Copy the entire listing below verbatim, reproducing every line without alteration.

══ Stored records ══

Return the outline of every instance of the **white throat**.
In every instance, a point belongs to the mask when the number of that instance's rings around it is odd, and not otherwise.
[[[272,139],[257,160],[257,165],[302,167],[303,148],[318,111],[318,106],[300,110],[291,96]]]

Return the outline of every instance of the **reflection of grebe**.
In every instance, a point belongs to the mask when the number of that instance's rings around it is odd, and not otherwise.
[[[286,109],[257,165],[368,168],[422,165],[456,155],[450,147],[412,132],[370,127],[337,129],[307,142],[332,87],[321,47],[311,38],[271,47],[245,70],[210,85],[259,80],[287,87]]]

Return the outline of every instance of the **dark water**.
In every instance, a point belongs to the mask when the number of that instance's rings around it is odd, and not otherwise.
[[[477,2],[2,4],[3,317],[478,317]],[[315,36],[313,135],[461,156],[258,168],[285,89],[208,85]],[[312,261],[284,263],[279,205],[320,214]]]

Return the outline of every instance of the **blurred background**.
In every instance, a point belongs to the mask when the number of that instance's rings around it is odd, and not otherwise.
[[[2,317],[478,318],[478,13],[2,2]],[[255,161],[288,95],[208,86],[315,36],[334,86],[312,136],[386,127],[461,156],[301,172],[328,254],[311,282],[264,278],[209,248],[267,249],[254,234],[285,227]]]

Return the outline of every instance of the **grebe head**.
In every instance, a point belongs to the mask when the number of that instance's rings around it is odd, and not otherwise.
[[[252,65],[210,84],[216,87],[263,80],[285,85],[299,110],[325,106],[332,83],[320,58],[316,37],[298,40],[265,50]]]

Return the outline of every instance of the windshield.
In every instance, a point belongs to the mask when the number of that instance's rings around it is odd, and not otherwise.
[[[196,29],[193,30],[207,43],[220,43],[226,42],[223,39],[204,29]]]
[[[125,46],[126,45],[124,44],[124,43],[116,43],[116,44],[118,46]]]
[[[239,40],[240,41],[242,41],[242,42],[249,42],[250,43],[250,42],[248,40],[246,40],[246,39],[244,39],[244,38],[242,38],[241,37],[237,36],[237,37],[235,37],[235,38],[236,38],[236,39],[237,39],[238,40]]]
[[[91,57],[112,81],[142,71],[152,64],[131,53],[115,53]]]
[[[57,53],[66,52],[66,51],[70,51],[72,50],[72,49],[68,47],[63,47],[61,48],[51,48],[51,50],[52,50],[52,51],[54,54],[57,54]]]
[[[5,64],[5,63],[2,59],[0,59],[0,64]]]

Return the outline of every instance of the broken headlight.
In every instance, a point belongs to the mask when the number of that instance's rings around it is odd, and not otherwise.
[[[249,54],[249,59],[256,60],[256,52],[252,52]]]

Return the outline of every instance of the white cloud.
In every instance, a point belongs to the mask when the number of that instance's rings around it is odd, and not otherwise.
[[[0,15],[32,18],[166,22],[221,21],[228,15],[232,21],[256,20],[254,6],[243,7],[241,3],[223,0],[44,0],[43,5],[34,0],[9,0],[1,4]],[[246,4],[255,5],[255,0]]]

═══

Result of the task:
Return the outline of every instance of the **white throat**.
In every instance, a point belongs to the mask when the number of that instance's rings around it is odd, and not otherwise.
[[[272,139],[257,160],[257,165],[302,167],[303,148],[318,111],[318,106],[300,110],[291,96]]]

Return the outline of every instance of the **reflection of grebe**.
In every instance, a point belongs to the mask when the number of that instance's rings around it is odd, and not otherwise.
[[[286,109],[257,165],[368,168],[422,165],[456,155],[450,147],[412,132],[370,127],[337,129],[307,142],[332,87],[321,47],[311,38],[271,47],[245,70],[210,85],[259,80],[287,87]]]

Return the outline of every instance of the **dark water**.
In every instance, a point belongs to the mask when the number of that instance's rings around it is odd, and not otherwise.
[[[477,2],[2,4],[3,317],[478,317]],[[315,36],[313,135],[461,156],[258,168],[285,89],[208,85]],[[312,261],[284,263],[279,205],[320,214]]]

Return the outline of every instance of the **blurred background**.
In every instance, a point belongs to the mask when the number of that instance's rings around it is odd, and not otherwise.
[[[2,317],[478,318],[478,13],[2,2]],[[255,161],[288,95],[208,86],[315,36],[334,86],[312,136],[386,127],[461,156],[301,172],[328,254],[311,282],[264,278],[209,248],[267,249],[254,234],[285,227]]]

Return the outline of every instance of the **grebe head**.
In every instance, a point belongs to the mask when the number of that instance's rings around it is odd, and not otherwise.
[[[252,65],[210,84],[216,87],[263,80],[285,85],[299,110],[325,106],[332,83],[320,58],[316,37],[298,40],[265,50]]]

Return the outline of every instance of the windshield.
In every instance, a point belongs to the mask when the number of that instance's rings around it is odd, and not otherwise.
[[[196,29],[193,30],[207,43],[220,43],[226,42],[223,39],[204,29]]]
[[[125,46],[126,45],[124,44],[124,43],[116,43],[116,44],[118,46]]]
[[[239,40],[240,41],[242,41],[242,42],[249,42],[250,43],[250,42],[248,40],[246,40],[246,39],[244,39],[244,38],[242,38],[241,37],[237,36],[237,37],[235,37],[235,38],[236,38],[236,39],[237,39],[238,40]]]
[[[91,57],[112,81],[142,71],[152,64],[131,53],[115,53]]]
[[[57,53],[66,52],[66,51],[70,51],[72,50],[72,49],[68,47],[63,47],[61,48],[51,48],[51,50],[52,50],[52,51],[54,54],[57,54]]]
[[[5,64],[5,63],[2,59],[0,59],[0,64]]]

Return the outline of every instance of the broken headlight.
In every instance, a point belongs to the mask when the number of that instance's rings around it is odd, and not otherwise.
[[[249,54],[249,59],[256,60],[256,52],[252,52]]]

Return the outline of every instance of the white cloud.
In every instance, a point belongs to the mask when the number of that instance's rings around it is odd, and not otherwise.
[[[0,15],[32,18],[166,22],[221,21],[228,15],[232,21],[256,20],[254,6],[243,7],[241,3],[223,0],[44,0],[43,5],[34,0],[9,0],[1,4]],[[246,4],[255,5],[255,0]]]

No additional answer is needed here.